Your objective: Retype all material exactly. Pictures stay out of the copy.
--- Dataset content ---
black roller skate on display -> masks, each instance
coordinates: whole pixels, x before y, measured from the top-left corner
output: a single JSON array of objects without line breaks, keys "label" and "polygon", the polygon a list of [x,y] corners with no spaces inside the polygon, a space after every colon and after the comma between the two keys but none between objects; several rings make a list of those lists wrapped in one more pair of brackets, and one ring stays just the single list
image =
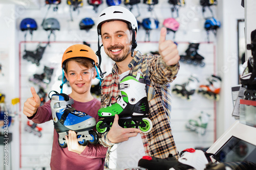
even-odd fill
[{"label": "black roller skate on display", "polygon": [[98,134],[93,130],[96,123],[94,117],[72,107],[74,101],[66,94],[54,94],[50,99],[54,129],[59,134],[59,145],[61,148],[67,147],[65,136],[69,130],[76,132],[80,145],[86,146],[88,142],[98,143]]},{"label": "black roller skate on display", "polygon": [[175,84],[173,93],[177,94],[182,99],[189,100],[191,96],[196,92],[199,81],[196,76],[191,75],[187,82],[182,84]]},{"label": "black roller skate on display", "polygon": [[45,66],[44,73],[40,75],[34,74],[33,75],[33,77],[29,79],[29,81],[35,85],[39,85],[40,87],[46,88],[47,85],[51,82],[53,70],[53,68]]},{"label": "black roller skate on display", "polygon": [[218,101],[220,99],[221,78],[211,75],[206,79],[206,83],[199,86],[198,92],[209,99],[214,99]]},{"label": "black roller skate on display", "polygon": [[196,119],[188,120],[186,127],[192,131],[195,131],[199,135],[204,135],[210,119],[210,115],[205,112],[201,112]]},{"label": "black roller skate on display", "polygon": [[205,65],[205,63],[203,61],[204,57],[197,53],[199,45],[199,43],[189,43],[185,51],[186,55],[180,55],[180,61],[187,64],[204,67]]},{"label": "black roller skate on display", "polygon": [[111,106],[100,109],[98,114],[104,118],[97,123],[98,132],[103,133],[109,130],[118,114],[119,125],[124,128],[139,128],[143,133],[150,132],[153,127],[148,115],[148,103],[146,93],[146,84],[143,77],[138,71],[137,76],[127,75],[120,82],[120,94],[117,102]]},{"label": "black roller skate on display", "polygon": [[138,166],[148,170],[204,170],[206,165],[211,162],[210,156],[212,154],[189,148],[181,152],[180,155],[178,159],[172,154],[165,159],[144,156],[139,161]]},{"label": "black roller skate on display", "polygon": [[247,66],[240,78],[241,83],[246,89],[244,99],[256,100],[256,30],[251,33],[251,43],[247,44],[247,48],[251,51],[252,56],[244,64]]},{"label": "black roller skate on display", "polygon": [[39,44],[35,51],[31,51],[25,50],[23,57],[24,59],[31,61],[32,63],[35,63],[37,66],[39,66],[40,65],[39,61],[42,57],[46,46],[47,45],[42,46]]}]

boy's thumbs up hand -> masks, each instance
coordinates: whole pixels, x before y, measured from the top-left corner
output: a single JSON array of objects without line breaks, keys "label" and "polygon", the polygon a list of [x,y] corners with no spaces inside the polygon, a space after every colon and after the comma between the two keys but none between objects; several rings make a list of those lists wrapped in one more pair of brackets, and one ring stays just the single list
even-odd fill
[{"label": "boy's thumbs up hand", "polygon": [[176,64],[180,60],[177,45],[171,40],[165,40],[167,30],[165,28],[161,29],[159,39],[159,52],[167,65]]},{"label": "boy's thumbs up hand", "polygon": [[23,107],[23,113],[28,117],[33,116],[41,104],[40,97],[35,92],[34,88],[32,87],[30,90],[32,96],[27,100]]}]

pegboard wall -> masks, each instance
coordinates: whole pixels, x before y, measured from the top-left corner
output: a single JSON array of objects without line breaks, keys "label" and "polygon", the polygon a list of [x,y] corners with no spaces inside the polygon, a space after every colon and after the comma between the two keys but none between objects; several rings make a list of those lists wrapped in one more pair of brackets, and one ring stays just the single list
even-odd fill
[{"label": "pegboard wall", "polygon": [[[199,2],[199,0],[186,1],[185,6],[179,8],[179,16],[176,19],[180,23],[179,29],[176,33],[175,39],[174,33],[172,32],[166,35],[166,39],[175,40],[177,43],[180,55],[184,54],[189,43],[199,43],[198,53],[205,58],[205,66],[200,67],[181,62],[180,71],[177,79],[170,84],[171,88],[175,84],[183,83],[192,74],[198,77],[200,81],[199,84],[204,83],[206,78],[216,71],[216,38],[214,34],[210,32],[210,41],[207,42],[206,32],[204,28],[205,17],[211,16],[211,14],[206,10],[204,16],[203,15]],[[52,7],[50,8],[47,18],[53,17],[57,19],[60,28],[59,31],[54,32],[55,36],[53,34],[50,36],[49,45],[45,48],[39,65],[36,65],[31,61],[24,59],[23,56],[25,45],[27,50],[33,51],[38,45],[46,46],[48,41],[50,31],[45,31],[41,26],[48,6],[45,5],[44,1],[40,1],[40,3],[41,6],[39,9],[26,9],[16,20],[17,36],[19,40],[19,96],[22,107],[27,99],[32,96],[30,92],[31,86],[35,87],[36,91],[39,91],[39,84],[36,83],[35,84],[29,79],[35,74],[40,75],[43,74],[45,66],[51,68],[53,72],[49,83],[43,84],[44,91],[46,94],[51,90],[60,91],[61,81],[59,78],[62,75],[60,62],[63,53],[68,47],[86,41],[91,45],[94,51],[97,51],[98,36],[96,26],[86,31],[80,30],[79,23],[82,18],[91,17],[96,23],[99,11],[108,6],[106,2],[103,1],[103,3],[98,8],[99,12],[96,12],[93,10],[93,6],[84,2],[83,6],[79,8],[79,12],[78,10],[71,10],[73,21],[71,19],[70,7],[64,1],[58,5],[56,11],[54,11]],[[120,5],[126,7],[123,2]],[[138,7],[135,6],[133,7],[132,11],[134,15],[140,15],[137,17],[138,21],[141,21],[143,18],[153,17],[159,21],[159,28],[150,31],[150,39],[146,41],[145,41],[147,38],[146,31],[141,27],[140,28],[137,34],[138,46],[136,50],[139,50],[142,54],[150,54],[158,51],[160,28],[162,27],[165,19],[172,17],[172,7],[167,0],[160,0],[151,12],[148,11],[148,5],[143,4],[142,1]],[[216,7],[213,6],[211,8],[214,15],[217,17],[215,13]],[[33,32],[32,35],[28,33],[25,41],[26,33],[20,30],[19,24],[24,18],[27,17],[34,18],[37,22],[38,29]],[[107,71],[108,74],[111,71],[114,62],[105,55],[103,48],[101,48],[101,69],[103,71]],[[95,80],[93,84],[98,83],[98,81]],[[63,92],[67,94],[71,92],[71,89],[67,84],[64,85]],[[48,100],[46,98],[46,100]],[[22,108],[20,111],[22,112]],[[185,126],[189,119],[197,118],[202,111],[207,112],[210,115],[206,132],[203,135],[188,130]],[[174,139],[180,152],[188,148],[209,147],[214,142],[216,139],[216,102],[197,93],[193,95],[190,101],[182,99],[175,94],[172,94],[171,126]],[[40,131],[41,136],[38,137],[25,130],[26,127],[28,127],[28,119],[26,116],[22,114],[20,119],[20,168],[22,169],[39,169],[45,167],[50,169],[54,130],[53,122],[50,121],[37,125],[42,128]],[[31,125],[32,122],[29,122],[29,124]]]}]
---
Solution below:
black roller skate on display -> masks, each instance
coordinates: whole pixels, x before y, measured from the top-left corner
output: a single JSON array of objects without line breaks, keys "label" and "polygon", the polygon a list of [x,y] corners with no spaces inside the polygon, a space after every colon and after the comma between the two keys but none between objects; several rings make a list of those lists wrapped in one more pair of brackets, and one ring stays just the single list
image =
even-odd fill
[{"label": "black roller skate on display", "polygon": [[98,134],[93,130],[96,123],[94,117],[72,107],[74,101],[66,94],[54,94],[50,99],[54,129],[59,134],[59,145],[61,148],[67,147],[65,136],[69,130],[76,132],[80,145],[86,146],[88,142],[98,143]]},{"label": "black roller skate on display", "polygon": [[175,84],[173,93],[177,94],[182,99],[189,100],[191,96],[196,92],[199,81],[196,76],[191,75],[187,82],[182,84]]},{"label": "black roller skate on display", "polygon": [[45,66],[44,73],[40,75],[34,74],[33,75],[33,77],[29,79],[29,81],[35,85],[39,85],[40,87],[46,88],[47,85],[51,82],[53,70],[53,68]]},{"label": "black roller skate on display", "polygon": [[218,101],[220,99],[221,78],[211,75],[206,79],[206,83],[199,86],[198,92],[209,99],[214,99]]},{"label": "black roller skate on display", "polygon": [[196,119],[188,120],[186,127],[192,131],[195,131],[199,135],[204,135],[210,119],[210,115],[205,112],[201,112]]},{"label": "black roller skate on display", "polygon": [[205,65],[205,63],[203,61],[204,57],[197,53],[199,45],[199,43],[189,43],[185,51],[186,55],[180,55],[180,61],[187,64],[204,67]]},{"label": "black roller skate on display", "polygon": [[111,106],[100,109],[98,114],[104,118],[97,123],[98,132],[103,133],[109,130],[118,114],[119,125],[124,128],[139,128],[143,133],[150,132],[153,127],[148,115],[148,103],[146,93],[146,84],[143,77],[138,71],[137,76],[127,75],[120,82],[120,94],[117,102]]},{"label": "black roller skate on display", "polygon": [[138,166],[148,170],[204,170],[206,165],[211,162],[210,156],[212,154],[189,148],[181,152],[180,155],[178,159],[172,154],[165,159],[144,156],[139,161]]},{"label": "black roller skate on display", "polygon": [[247,66],[240,78],[241,83],[246,89],[244,99],[256,100],[256,30],[251,33],[251,43],[247,44],[247,48],[251,51],[252,56],[244,64]]},{"label": "black roller skate on display", "polygon": [[39,44],[35,51],[31,51],[25,50],[23,57],[24,59],[31,61],[32,63],[35,63],[37,66],[39,66],[40,65],[39,61],[42,57],[46,46],[47,45],[42,46]]}]

boy's thumbs up hand -> masks, each instance
coordinates: whole pixels, x before y, measured from the top-left corner
output: a single JSON array of objects without line breaks, keys "label" and "polygon", the polygon a list of [x,y] corners with no spaces inside the polygon, a space after every colon and after the comma between the two keys but none between objects; several rings make a list of those lists wrapped in one more pair of brackets, and one ring stays just the single list
even-odd fill
[{"label": "boy's thumbs up hand", "polygon": [[176,64],[180,60],[177,45],[171,40],[165,40],[167,30],[165,28],[161,29],[159,39],[159,52],[167,65]]},{"label": "boy's thumbs up hand", "polygon": [[23,107],[23,113],[28,117],[33,116],[41,104],[40,97],[35,92],[34,88],[32,87],[30,90],[32,96],[27,100]]}]

pegboard wall -> masks, each instance
coordinates: whole pixels, x before y, measured from the top-left corner
output: a single JSON array of objects without line breaks, keys "label" and "polygon", the polygon a list of [x,y] corners with no spaces inside the polygon, a space after every colon and after the comma between the two keys but none between objects; several rings make a list of those lists wrapped in one more pair of brackets, and one ring stays just the single list
even-odd fill
[{"label": "pegboard wall", "polygon": [[[199,2],[199,0],[186,1],[185,6],[179,8],[179,16],[176,19],[180,23],[179,29],[176,33],[175,39],[174,33],[172,32],[166,35],[166,39],[175,40],[177,43],[180,55],[184,54],[189,43],[199,43],[198,53],[205,58],[205,66],[200,67],[181,62],[180,71],[177,79],[170,84],[171,88],[175,84],[183,83],[192,74],[198,77],[200,81],[199,84],[204,83],[206,78],[216,71],[216,38],[214,34],[210,32],[210,41],[207,42],[206,32],[204,28],[205,17],[211,16],[211,14],[206,10],[204,16],[203,15]],[[52,7],[50,8],[47,18],[53,17],[57,19],[60,28],[59,31],[54,32],[55,36],[53,34],[50,36],[49,45],[45,48],[39,65],[36,65],[31,61],[24,59],[23,56],[25,45],[27,50],[33,51],[38,45],[46,46],[48,41],[50,31],[45,31],[41,26],[48,6],[45,5],[44,1],[40,1],[40,3],[41,6],[39,9],[26,9],[16,20],[17,36],[19,40],[19,96],[22,107],[27,99],[32,96],[30,92],[31,86],[35,87],[36,91],[39,91],[39,84],[36,83],[35,84],[29,79],[35,74],[40,75],[43,74],[45,66],[51,68],[53,72],[49,83],[43,84],[44,91],[46,94],[51,90],[60,91],[61,81],[59,78],[62,75],[60,62],[63,53],[68,47],[86,41],[91,45],[94,51],[97,51],[98,36],[96,26],[86,31],[80,30],[79,23],[82,18],[91,17],[96,23],[99,11],[108,6],[106,2],[103,1],[103,3],[98,8],[99,12],[96,12],[93,10],[93,6],[84,2],[83,6],[79,8],[79,12],[78,10],[71,10],[73,21],[71,19],[70,7],[64,1],[58,5],[56,11],[54,11]],[[120,5],[126,7],[123,2]],[[138,7],[135,6],[133,7],[132,11],[134,15],[140,15],[137,17],[138,21],[141,21],[143,18],[153,17],[159,21],[159,28],[150,31],[150,39],[146,41],[145,41],[147,38],[146,31],[141,27],[140,28],[137,34],[138,46],[136,50],[139,50],[142,54],[150,54],[158,51],[160,28],[162,27],[165,19],[172,17],[172,7],[167,0],[160,0],[151,12],[148,11],[148,5],[143,4],[142,1]],[[216,7],[213,6],[211,8],[214,15],[217,17],[215,13]],[[33,32],[32,35],[28,33],[25,41],[26,33],[20,30],[19,24],[24,18],[27,17],[34,18],[37,22],[38,29]],[[107,71],[108,74],[111,71],[114,62],[105,55],[103,48],[101,48],[101,69],[103,71]],[[95,80],[93,84],[98,83],[98,81]],[[63,92],[67,94],[71,92],[71,89],[67,84],[64,85]],[[48,100],[46,98],[46,100]],[[22,108],[20,111],[22,112]],[[185,126],[189,119],[197,118],[202,111],[207,112],[210,115],[206,132],[203,135],[188,130]],[[174,139],[180,152],[188,148],[209,147],[214,142],[216,139],[216,102],[197,93],[193,95],[190,101],[182,99],[175,94],[172,94],[171,126]],[[40,131],[41,136],[38,137],[25,130],[26,127],[28,127],[28,119],[26,116],[22,114],[20,119],[20,168],[22,169],[39,169],[45,167],[50,169],[54,130],[53,122],[50,121],[37,125],[42,128]],[[31,125],[32,122],[29,122],[29,124]]]}]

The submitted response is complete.